■ **Input data**:
+ + +
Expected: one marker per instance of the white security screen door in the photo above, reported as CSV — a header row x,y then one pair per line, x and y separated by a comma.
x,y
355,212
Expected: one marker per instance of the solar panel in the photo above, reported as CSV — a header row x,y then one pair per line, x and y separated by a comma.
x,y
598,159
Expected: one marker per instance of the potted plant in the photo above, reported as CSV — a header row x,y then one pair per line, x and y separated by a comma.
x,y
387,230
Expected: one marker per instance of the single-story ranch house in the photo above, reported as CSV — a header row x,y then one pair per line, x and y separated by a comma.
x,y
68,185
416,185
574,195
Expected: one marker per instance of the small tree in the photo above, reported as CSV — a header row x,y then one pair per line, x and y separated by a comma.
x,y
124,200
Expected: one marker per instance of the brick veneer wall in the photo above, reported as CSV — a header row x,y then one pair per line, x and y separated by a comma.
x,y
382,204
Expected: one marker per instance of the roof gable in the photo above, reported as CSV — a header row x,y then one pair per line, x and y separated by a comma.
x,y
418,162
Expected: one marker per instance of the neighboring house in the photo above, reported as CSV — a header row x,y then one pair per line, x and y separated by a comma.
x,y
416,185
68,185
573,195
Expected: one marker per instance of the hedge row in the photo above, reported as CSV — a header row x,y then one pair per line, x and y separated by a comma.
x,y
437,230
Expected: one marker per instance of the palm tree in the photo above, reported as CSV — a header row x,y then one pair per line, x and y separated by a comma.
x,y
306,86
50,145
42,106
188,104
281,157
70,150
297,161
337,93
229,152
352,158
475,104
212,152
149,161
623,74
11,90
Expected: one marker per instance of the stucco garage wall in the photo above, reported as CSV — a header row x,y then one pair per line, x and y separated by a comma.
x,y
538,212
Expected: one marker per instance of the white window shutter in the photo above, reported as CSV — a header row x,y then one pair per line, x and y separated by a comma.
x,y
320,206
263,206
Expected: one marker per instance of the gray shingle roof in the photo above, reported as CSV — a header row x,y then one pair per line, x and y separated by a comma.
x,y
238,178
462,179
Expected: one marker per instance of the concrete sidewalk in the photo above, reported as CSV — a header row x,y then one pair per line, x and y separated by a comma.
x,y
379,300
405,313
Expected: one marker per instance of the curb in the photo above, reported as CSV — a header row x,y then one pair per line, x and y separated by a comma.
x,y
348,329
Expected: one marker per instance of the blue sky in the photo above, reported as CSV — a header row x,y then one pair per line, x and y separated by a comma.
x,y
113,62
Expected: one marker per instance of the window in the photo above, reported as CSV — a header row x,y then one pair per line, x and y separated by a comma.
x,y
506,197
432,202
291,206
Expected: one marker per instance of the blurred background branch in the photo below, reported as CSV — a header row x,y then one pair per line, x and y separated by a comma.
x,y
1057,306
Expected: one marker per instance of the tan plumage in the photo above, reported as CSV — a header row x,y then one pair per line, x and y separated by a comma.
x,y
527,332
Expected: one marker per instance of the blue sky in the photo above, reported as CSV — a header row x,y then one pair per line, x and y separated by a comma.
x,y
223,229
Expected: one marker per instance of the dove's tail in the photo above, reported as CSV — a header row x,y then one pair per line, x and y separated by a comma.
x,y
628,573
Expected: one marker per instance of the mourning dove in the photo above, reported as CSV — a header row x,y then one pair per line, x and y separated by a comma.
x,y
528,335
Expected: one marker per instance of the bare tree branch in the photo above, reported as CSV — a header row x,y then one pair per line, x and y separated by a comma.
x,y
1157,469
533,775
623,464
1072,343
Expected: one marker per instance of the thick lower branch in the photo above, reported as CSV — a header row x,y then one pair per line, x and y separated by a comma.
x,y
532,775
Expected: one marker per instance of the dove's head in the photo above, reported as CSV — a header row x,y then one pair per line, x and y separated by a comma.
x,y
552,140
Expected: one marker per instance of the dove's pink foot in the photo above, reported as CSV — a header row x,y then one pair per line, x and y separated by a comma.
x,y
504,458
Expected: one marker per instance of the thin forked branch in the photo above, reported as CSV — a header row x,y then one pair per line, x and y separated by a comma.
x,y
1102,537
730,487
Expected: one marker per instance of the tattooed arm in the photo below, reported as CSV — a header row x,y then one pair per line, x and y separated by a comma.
+ + +
■ **Your objective**: Print exactly the lines from the one with "Expected: one marker per instance of the dove's head" through the end of the data, inclusive.

■ **Worked solution**:
Expected: one marker per instance of the dove's head in the photo above, reported as CSV — a header row x,y then one pair per line, x and y separated by a comma.
x,y
552,140
Expected: one marker per instance of the dove's pink foot in the photo above, reported as CSV — a header row x,y then one pair per line, x and y separated by a comma.
x,y
504,458
Expected: one marker per instance of the thin forked branch in the photo above, reported as CSV — a header row x,y then one pair per line, x and y separated by a comma.
x,y
1102,537
730,487
Expected: one marker per instance of the tattooed arm in the photo below, reported as CSV — a header row x,y then one pair per line, x and y separated by a comma.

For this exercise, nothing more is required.